> **EXERCISE DESCRIPTION**
Without changing a word, repeat the data, and include no pictures.

[Start of section]

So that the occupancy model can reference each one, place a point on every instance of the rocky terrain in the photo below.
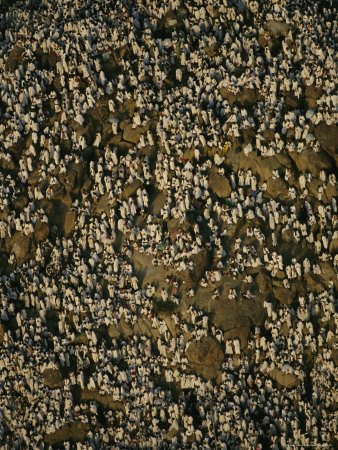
(132, 256)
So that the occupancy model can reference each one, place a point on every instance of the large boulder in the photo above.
(333, 246)
(219, 184)
(205, 356)
(284, 296)
(245, 97)
(52, 378)
(131, 134)
(278, 28)
(200, 260)
(131, 188)
(69, 222)
(287, 380)
(20, 245)
(2, 333)
(241, 329)
(264, 282)
(308, 160)
(277, 189)
(75, 431)
(312, 93)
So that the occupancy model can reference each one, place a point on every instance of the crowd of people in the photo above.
(74, 304)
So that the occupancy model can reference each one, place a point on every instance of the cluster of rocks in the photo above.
(168, 224)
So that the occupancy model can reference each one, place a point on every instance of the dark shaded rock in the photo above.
(200, 261)
(126, 327)
(52, 378)
(131, 134)
(74, 431)
(20, 245)
(68, 180)
(240, 330)
(277, 189)
(269, 135)
(264, 282)
(308, 160)
(14, 59)
(245, 97)
(333, 248)
(312, 93)
(58, 191)
(284, 296)
(128, 106)
(219, 184)
(287, 236)
(207, 351)
(264, 40)
(41, 231)
(278, 28)
(292, 101)
(69, 222)
(131, 188)
(106, 399)
(20, 202)
(327, 136)
(114, 331)
(2, 333)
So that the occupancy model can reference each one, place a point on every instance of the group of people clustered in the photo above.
(89, 281)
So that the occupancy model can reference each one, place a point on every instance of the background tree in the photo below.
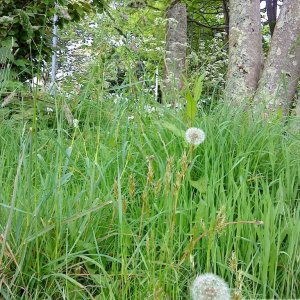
(176, 46)
(280, 76)
(245, 50)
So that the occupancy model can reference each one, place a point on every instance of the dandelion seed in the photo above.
(195, 136)
(210, 287)
(49, 110)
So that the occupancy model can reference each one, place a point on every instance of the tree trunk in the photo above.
(226, 20)
(245, 50)
(271, 6)
(176, 45)
(279, 79)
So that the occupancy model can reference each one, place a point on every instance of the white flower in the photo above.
(75, 123)
(195, 136)
(210, 287)
(49, 110)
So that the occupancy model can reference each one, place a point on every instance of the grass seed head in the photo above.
(195, 136)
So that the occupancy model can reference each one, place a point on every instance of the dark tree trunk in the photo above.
(226, 20)
(271, 6)
(176, 45)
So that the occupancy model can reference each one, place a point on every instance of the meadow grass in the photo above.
(124, 208)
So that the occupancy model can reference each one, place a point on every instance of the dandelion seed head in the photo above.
(210, 287)
(75, 123)
(194, 136)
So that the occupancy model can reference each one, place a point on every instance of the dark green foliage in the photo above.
(26, 30)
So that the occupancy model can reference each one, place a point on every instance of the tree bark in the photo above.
(280, 76)
(176, 45)
(245, 50)
(226, 20)
(271, 6)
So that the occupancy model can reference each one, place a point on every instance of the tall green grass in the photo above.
(125, 209)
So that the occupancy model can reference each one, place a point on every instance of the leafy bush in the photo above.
(26, 29)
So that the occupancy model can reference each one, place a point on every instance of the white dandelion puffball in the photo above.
(75, 123)
(210, 287)
(195, 136)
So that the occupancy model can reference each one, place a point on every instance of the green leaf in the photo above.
(191, 106)
(177, 131)
(200, 184)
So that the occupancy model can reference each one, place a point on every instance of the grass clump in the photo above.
(121, 207)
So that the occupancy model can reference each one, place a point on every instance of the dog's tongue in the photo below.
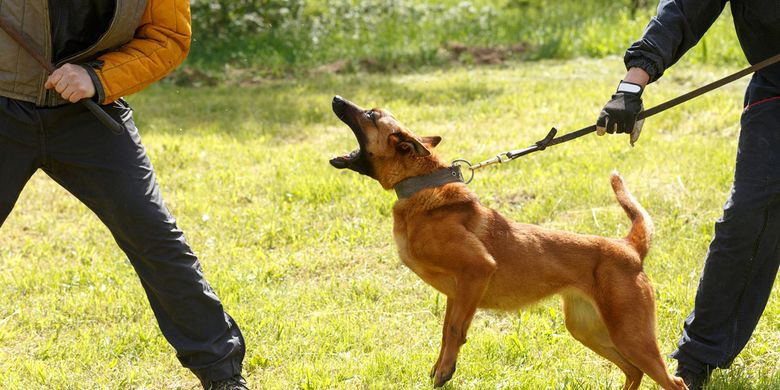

[End of section]

> **SOLUTION**
So that the occupancy model can reference each one, place a point on every instance of the rocky terrain in the photo below.
(132, 256)
So that the occupancy model can reference each one, place a point on every instance of the large boulder in the photo above.
(333, 246)
(219, 184)
(205, 356)
(284, 296)
(245, 97)
(52, 378)
(131, 134)
(278, 28)
(200, 260)
(131, 188)
(69, 222)
(287, 380)
(20, 245)
(2, 333)
(241, 329)
(264, 282)
(308, 160)
(277, 189)
(75, 431)
(312, 93)
So that the occupancy model can reference each one, place a point on every instance of the crowd of people in the photo above.
(74, 304)
So that the occupancy model can reference each one, place a point on every instance of the cluster of rocks in the photo above.
(168, 224)
So that the occupancy model can reference each one, place a point on every instance of the dark shaded rock in the photo above.
(200, 261)
(126, 327)
(52, 378)
(131, 134)
(74, 431)
(20, 245)
(68, 180)
(240, 330)
(277, 189)
(269, 135)
(264, 282)
(308, 160)
(14, 59)
(245, 97)
(333, 248)
(312, 93)
(58, 191)
(284, 296)
(128, 106)
(219, 184)
(287, 236)
(207, 351)
(264, 40)
(41, 231)
(278, 28)
(292, 101)
(69, 222)
(131, 188)
(106, 399)
(20, 202)
(327, 136)
(114, 331)
(2, 333)
So that the occupancy model can reference each one, place a point on every instance of the group of people clustered in the photo above.
(89, 281)
So that the occupancy model can reference each one, place a point on every instance of the background tree in the photo below.
(176, 46)
(280, 76)
(245, 50)
So that the occupancy model can reference each one, place a point on every instance of the dandelion seed in the photo above.
(195, 136)
(210, 287)
(49, 110)
So that the occupancy model can reference each one, place a point on every instance of the tree trunk in the photo above.
(226, 20)
(245, 50)
(271, 6)
(176, 45)
(279, 79)
So that the occupancy model can reference each one, place a point on every instance of the white flower in the photo above.
(75, 123)
(195, 136)
(210, 287)
(49, 110)
So that the occupancy model can reference each one, place a point on every instance of the grass seed head in the photo above.
(195, 136)
So that the occupancy model can reference each one, place a point on every instance of the dark tree trunk in the photo above.
(226, 20)
(271, 6)
(176, 45)
So that the occupancy model can reference each one, place a point on every instance of the meadow grass in the photo above.
(124, 208)
So that the occupancy model can reference each one, place a point on every instance of the dandelion seed head in the photo above.
(210, 287)
(75, 123)
(194, 136)
So that the occupancy model can reference each one, place a point on every instance of the dark green foliage in the photo above.
(26, 30)
So that the occupancy model can reference each one, place a point on every instance of the tree bark in the photo above.
(280, 76)
(176, 45)
(245, 50)
(226, 20)
(271, 6)
So that the occupancy model can reference each one, place a point on every instance of the tall green grass in the photo above.
(125, 209)
So that the occupancy model can reference each one, place a point on every instance of the leafy bush in the photo above.
(26, 29)
So that the occupancy model can reference each one, place a point on every instance of the white dandelion puffball in the photo above.
(75, 123)
(210, 287)
(195, 136)
So that the occupancy model can reference each one, place a point on every instance of the green leaf in the photo above.
(191, 106)
(177, 131)
(200, 184)
So that the occupancy model can reference each one, place a point on every instance of the grass clump in the photo above.
(121, 207)
So that the occupancy model can reference each one, place a point on every instance of the dog's tongue in the photo below.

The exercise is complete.